Task to carry out ▸ Summarize the forum thread below about reloading a recompiled Java class in two sentences.

Selected extract ▸
....................
But when I change the source file, save it and recompile it, the ClassLoader still loads the first version of the class.
ClassLoader cl = Thread.currentThread().getContextClassLoader();
Class<?> compiledClass = cl.loadClass(stringClass);
What am I missing? like a newInstance or something?
A classloader can't replace a class that already has been loaded. loadClass will return the reference of the existing Class instance.
You'll have to instantiate a new classloader and use it to load the new class. And then, if you want to "replace" the class, you'll have to throw this classloader away and create another new one.
In response to your comment(s): do something like
ClassLoader cl = new UrlClassLoader(new URL[]{pathToClassAsUrl});
Class<?> compiledClass = cl.loadClass(stringClass);
This classloader will use the "default delegation parent ClassLoader" and you have to take care, the class (identified by it fully qualified classname) has not been loaded and can't be loaded by that parent classloader. So the "pathToClassAsUrl" shouldn't be on the classpath!
You have to load a new ClassLoader each time, or you have to give the class a different name each time and access it via an interface.
e.g.
interface MyWorker {
public void work();
}
class Worker1 implement MyWorker {
public void work() { /* code */ }
}
class Worker2 implement MyWorker {
public void work() { /* different code */ }
}
As it was stated before,
Each class loader remembers (caches) the classes that is has loaded before and won't reload it again - essentially each class loader defines a namespace.
Child class loader delegates class loading to the parent class loader, i.e.
Java 8 and before
Custom Class Loader(s) -> App Class Loader -> Extension Class Loader -> Bootstrap Class Loader
Java 9+
Custom Class Loader(s) -> App Class Loader -> Platform Class Loader -> Bootstrap Class Loader.
From the above we can conclude that each Class object is identified by its fully qualified class name and the loader than defined it (also known as defined loader)
From Javadocs :
Every Class object contains a reference to the ClassLoader that
defined it.
The method defineClass converts an array of bytes into an instance of
class Class. Instances of this newly defined class can be created
using Class.newInstance.
The simple solution to reload class is to either define new (for example UrlClassLoader) or your own custom class loader.
For more complex scenario where you need to substitute class dynamic proxy mechanism can be utilized.
Please see below simple solution I used for a similar problem to reload same class by defining custom class loader.
The essence - override findClass method of the parent class loader and then load the class from bytes read from the filesystem.
MyClassLoader - overrides findClass and executed defineClass
package com.example.classloader;
import java.io.IOException;
import java.nio.file.Files;
import java.nio.file.Paths;
public class MyClassLoader extends ClassLoader {
private String classFileLocation;
public MyClassLoader(String classFileLocation) {
this.classFileLocation = classFileLocation;
}
#Override
protected Class<?> findClass(String name) throws ClassNotFoundException {
byte[] classBytes = loadClassBytesFromDisk(classFileLocation);
return defineClass(name, classBytes, 0, classBytes.length);
}
private byte [] loadClassBytesFromDisk(String classFileLocation) {
try {
return Files.readAllBytes(Paths.get(classFileLocation));
}
catch (IOException e) {
throw new RuntimeException("Unable to read file from disk");
}
}
}
SimpleClass - experiment subject -
** IMPORTANT : Compile with javac and then remove SimpleClass.java from class path (or just rename it)
....................
Excerpted records ▸
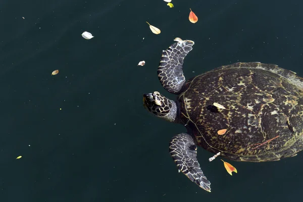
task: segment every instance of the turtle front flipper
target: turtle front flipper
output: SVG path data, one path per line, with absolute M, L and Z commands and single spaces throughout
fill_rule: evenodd
M 158 78 L 162 86 L 169 92 L 179 94 L 185 82 L 182 65 L 184 58 L 192 49 L 194 42 L 176 38 L 177 42 L 164 50 L 158 70 Z
M 211 192 L 211 183 L 206 179 L 197 160 L 197 146 L 191 135 L 181 133 L 172 138 L 169 152 L 177 165 L 190 180 L 200 187 Z

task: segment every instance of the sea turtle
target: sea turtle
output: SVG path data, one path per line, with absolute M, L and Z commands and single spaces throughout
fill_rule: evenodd
M 143 102 L 156 116 L 186 127 L 187 132 L 169 144 L 179 172 L 210 192 L 197 145 L 231 160 L 255 162 L 293 157 L 303 149 L 302 78 L 277 65 L 249 62 L 185 82 L 183 60 L 194 43 L 175 40 L 163 50 L 158 74 L 164 88 L 178 95 L 176 100 L 155 91 L 144 94 Z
....................
Response to the exercise ▸ A poster finds that after changing, saving and recompiling a source file, the ClassLoader still loads the first version of the class. Replies explain that a class loader caches the classes it has loaded and can't replace them, so each new version must be loaded by a new class loader, such as a UrlClassLoader or a custom loader that overrides findClass and defines the class from bytes read from disk, or else the class must get a different name each time and be accessed through an interface.